DOCUMENTO DI ORIGINE

□ □ □ □ □

Testo e foto di Fabio Fantozzi(15 novembre 2017)
“Come fanno gli aerei a volare?” David non ha mai preso un aereo e pensa ci sia qualcosa di magico nel volo di un oggetto così pesante. I suoi occhi però hanno visto la morte più volte, a soli 20 anni. Nella traversata dalla Nigeria, alle carceri libiche fino al naufragio che l’ha portato in Italia. Sul corpo di David ancora i segni delle violenze subite nel suo Paese e quelli dell’inferno libico, nel suo animo le tante ferite invisibili che di notte diventano tremori, attacchi di panico, ansia.

Era il 31 luglio 2016 quando prese la decisione della sua vita: lasciare la Nigeria e dirigersi in Europa, abbandonare l’università, la sua famiglia, l’amore. “Nel mio Paese non ero libero – confessa – per me era l’unica scelta tra la possibilità di una vita migliore o la morte, che comunque è sempre meglio della persecuzione”.

□ □ □ □ □

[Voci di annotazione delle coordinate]
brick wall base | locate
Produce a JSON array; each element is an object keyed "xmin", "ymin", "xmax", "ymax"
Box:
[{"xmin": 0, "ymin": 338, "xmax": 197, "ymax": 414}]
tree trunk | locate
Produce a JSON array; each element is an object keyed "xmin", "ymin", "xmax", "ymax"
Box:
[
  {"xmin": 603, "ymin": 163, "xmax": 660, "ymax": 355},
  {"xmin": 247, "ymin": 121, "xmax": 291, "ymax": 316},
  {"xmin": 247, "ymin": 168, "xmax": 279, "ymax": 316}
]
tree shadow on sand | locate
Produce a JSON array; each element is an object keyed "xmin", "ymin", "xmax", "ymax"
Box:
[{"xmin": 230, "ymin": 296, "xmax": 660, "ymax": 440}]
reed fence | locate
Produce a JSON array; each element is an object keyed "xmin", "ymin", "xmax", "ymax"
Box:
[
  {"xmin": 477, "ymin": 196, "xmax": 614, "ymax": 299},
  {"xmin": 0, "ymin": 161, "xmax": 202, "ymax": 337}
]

□ □ □ □ □

ESERCIZI DA SVOLGERE
a. Trascrivi senza modifiche, tra le voci, tutto ciò che va dalla riga contenente "tree shadow on sand | locate" fino all'ultima voce, estremi inclusi.
b. Scrivi il seguito del testo su David dopo l'ultima frase riportata.
Il testo su David e le voci riportate non hanno alcun legame tra loro.

SOLUZIONI DEGLI ESERCIZI
a.
tree shadow on sand | locate
Produce a JSON array; each element is an object keyed "xmin", "ymin", "xmax", "ymax"
Box:
[{"xmin": 230, "ymin": 296, "xmax": 660, "ymax": 440}]
reed fence | locate
Produce a JSON array; each element is an object keyed "xmin", "ymin", "xmax", "ymax"
Box:
[
  {"xmin": 477, "ymin": 196, "xmax": 614, "ymax": 299},
  {"xmin": 0, "ymin": 161, "xmax": 202, "ymax": 337}
]

b.
David voleva soltanto amare un altro ragazzo ma in Nigeria le relazioni omosessuali sono reato: negli Stati cristiani del Sud si rischiano 14 anni di prigione mentre nelle zone islamiche del Nord si può morire lapidati. “Avevo conosciuto Joel nel mio villaggio – racconta – ci siamo scambiati degli sguardi per anni fino a quando abbiamo avuto il coraggio di parlarci e confessarci la nostra attrazione”. David e Joel, innamorati, si frequentavano di nascosto. Un giorno Joel andò a trovarlo al Politecnico di Auchi, dove studiava Economia, e rimase a dormire nella sua stanza del college. Altre volte in passato David era stato fatto oggetto di scherni e soprusi da parte dei suoi compagni, tante imboscate e insulti, fino a quel giorno che ha cambiato la sua vita. Nel cuore della notte i suoi compagni sfondano la porta della sua stanza e li colgono insieme. Joel riesce a scappare mentre David viene massacrato di botte e infine gettato dalla finestra. Era il terzo piano.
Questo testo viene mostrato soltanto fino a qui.